Description of the task ->
The entries follow. Copy every line in which "duvet" appears.

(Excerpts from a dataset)
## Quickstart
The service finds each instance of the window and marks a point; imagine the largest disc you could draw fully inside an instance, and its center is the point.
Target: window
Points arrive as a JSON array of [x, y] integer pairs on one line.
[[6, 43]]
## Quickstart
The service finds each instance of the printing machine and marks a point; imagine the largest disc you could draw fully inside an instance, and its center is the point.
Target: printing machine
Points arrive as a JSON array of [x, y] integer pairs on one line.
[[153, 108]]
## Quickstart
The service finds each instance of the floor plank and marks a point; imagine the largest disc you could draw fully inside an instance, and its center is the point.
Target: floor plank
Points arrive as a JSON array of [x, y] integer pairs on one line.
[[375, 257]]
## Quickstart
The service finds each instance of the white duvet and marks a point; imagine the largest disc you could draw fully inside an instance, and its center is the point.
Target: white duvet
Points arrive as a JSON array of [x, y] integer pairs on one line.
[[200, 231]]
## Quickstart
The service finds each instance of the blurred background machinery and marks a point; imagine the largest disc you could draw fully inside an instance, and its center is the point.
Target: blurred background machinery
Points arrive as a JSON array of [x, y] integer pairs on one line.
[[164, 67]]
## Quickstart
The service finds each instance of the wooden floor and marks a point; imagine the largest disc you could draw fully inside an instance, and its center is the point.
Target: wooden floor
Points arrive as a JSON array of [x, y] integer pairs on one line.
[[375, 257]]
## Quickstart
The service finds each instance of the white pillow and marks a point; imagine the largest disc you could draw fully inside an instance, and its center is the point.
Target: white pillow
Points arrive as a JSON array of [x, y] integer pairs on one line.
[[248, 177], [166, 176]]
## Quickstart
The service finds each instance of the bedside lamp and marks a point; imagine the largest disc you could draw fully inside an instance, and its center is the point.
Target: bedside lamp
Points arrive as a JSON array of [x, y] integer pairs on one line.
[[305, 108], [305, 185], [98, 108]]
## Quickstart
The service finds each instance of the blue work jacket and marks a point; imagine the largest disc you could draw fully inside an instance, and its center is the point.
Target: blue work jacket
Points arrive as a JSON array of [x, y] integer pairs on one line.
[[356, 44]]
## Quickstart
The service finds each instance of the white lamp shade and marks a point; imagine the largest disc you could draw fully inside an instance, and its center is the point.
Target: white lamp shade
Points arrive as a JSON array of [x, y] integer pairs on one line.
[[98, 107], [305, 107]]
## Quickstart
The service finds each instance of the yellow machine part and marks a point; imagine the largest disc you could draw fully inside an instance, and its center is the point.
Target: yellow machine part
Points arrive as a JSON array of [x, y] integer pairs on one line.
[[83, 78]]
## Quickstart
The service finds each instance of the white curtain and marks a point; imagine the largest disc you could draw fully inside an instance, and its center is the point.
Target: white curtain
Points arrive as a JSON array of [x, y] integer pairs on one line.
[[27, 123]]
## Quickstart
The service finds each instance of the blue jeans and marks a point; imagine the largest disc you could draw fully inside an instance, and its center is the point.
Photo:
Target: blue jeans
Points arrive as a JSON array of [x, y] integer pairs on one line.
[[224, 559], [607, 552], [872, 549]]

Task output ->
The service finds each instance of the white duvet and marks a point; imagine the largest disc you could draw fully inside an instance, and its center is the point.
Target: white duvet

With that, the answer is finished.